*Your goal*.
Copy each of the following lines without any change.
[START OF Source records]
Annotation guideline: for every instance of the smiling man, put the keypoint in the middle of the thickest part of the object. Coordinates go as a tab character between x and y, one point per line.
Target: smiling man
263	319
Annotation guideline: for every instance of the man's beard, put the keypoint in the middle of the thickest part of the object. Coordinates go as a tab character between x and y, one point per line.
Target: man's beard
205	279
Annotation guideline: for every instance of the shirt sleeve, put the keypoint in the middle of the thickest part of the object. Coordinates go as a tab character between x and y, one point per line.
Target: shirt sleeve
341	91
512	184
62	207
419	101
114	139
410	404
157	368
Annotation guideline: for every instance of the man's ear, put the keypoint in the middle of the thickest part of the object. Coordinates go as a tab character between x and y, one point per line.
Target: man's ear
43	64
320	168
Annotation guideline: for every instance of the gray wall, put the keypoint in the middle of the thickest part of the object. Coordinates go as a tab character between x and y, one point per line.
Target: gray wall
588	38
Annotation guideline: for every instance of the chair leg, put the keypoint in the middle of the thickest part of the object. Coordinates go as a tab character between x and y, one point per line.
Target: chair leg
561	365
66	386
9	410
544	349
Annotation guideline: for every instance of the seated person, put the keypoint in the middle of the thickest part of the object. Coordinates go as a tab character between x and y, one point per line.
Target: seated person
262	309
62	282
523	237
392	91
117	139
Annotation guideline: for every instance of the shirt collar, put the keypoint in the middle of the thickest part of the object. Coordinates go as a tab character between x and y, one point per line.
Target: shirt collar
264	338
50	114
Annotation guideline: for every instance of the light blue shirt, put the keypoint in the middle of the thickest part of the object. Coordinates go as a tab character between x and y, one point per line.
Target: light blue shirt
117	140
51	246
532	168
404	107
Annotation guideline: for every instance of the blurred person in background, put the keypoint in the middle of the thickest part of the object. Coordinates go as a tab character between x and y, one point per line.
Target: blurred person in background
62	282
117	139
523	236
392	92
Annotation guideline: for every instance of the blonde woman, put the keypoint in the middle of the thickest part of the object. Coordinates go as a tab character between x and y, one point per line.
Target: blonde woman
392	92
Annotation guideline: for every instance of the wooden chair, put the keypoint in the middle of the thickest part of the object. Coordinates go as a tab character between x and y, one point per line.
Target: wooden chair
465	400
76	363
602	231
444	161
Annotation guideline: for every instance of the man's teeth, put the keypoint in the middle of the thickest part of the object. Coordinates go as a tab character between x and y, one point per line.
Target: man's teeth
[END OF Source records]
*Complete answer*.
Annotation guideline: for every instance of the smiling man, put the keypoint in the middle of the thickest part of the object. Coordinates go as a tab character between x and y, one point per line.
Target: smiling man
263	319
Annotation guideline: for every instance of the man's beard, put the keypoint in the middle of the thickest part of the object. Coordinates go as a tab character between x and y, one point per line.
Target: man's beard
205	279
Annotation guideline: for every instance of the shirt sleeve, put the keypoint in the middle of the thickest part of the object. Coordinates go as a tab character between x and y, one point per line.
Target: shirt sleeve
341	91
512	184
62	207
419	101
114	139
410	404
157	368
Annotation guideline: for every instance of the man's ear, put the keypoint in the middle of the thickest part of the object. Coordinates go as a tab character between x and y, one point per line.
Target: man's ear
43	64
320	168
Annotation guideline: for every instance of the gray wall, put the keypoint in the middle of the thickest part of the object. Coordinates go as a tab character between x and y, one point per line.
Target: gray wall
588	38
Annotation guideline: for every instance of the chair leg, put the keypoint in the middle of the thickest part of the object. Coordinates go as a tab character between x and y, one point per line.
Target: chair leg
561	365
66	386
9	410
544	349
Annotation guideline: for every instance of the seated person, put the keypoint in the middle of the thickest part of the object. Coordinates go as a tab character between x and y, one point per line.
Target: seated person
262	309
62	282
523	237
392	91
117	139
Annotation guideline: for every instance of the shirt collar, put the keypoint in the middle of the thickest part of the object. Coordinates go as a tab character between x and y, one point per line.
Target: shirt collar
264	338
50	114
Annotation guideline: for every instance of the light blue shirt, put the keypoint in the middle of the thickest part of the object. Coordinates go as a tab character between x and y, one point per line.
Target: light blue shirt
117	140
51	246
532	168
404	107
Annotation guideline: for every instance of the blurred person in background, put the keypoint in the middle of the thickest part of the object. Coordinates go as a tab character between x and y, one point per line.
Target: blurred person in background
62	282
117	139
523	236
392	92
Annotation guideline: for every instance of the blonde woman, put the keypoint in the middle of the thickest part of the object. Coordinates go as a tab character between x and y, one point per line.
Target: blonde woman
392	92
Annotation guideline: for every instance of the wooden chair, put the keypoint in the middle of the thickest part of the object. Coordinates go as a tab character between x and y, one point per line.
Target: wooden chair
465	400
76	363
602	231
444	161
Annotation guideline: for every instance of the man's teeth, put the keypoint in the middle of the thickest part of the object. Coordinates go as a tab character between x and y, one point per line.
Target: man's teeth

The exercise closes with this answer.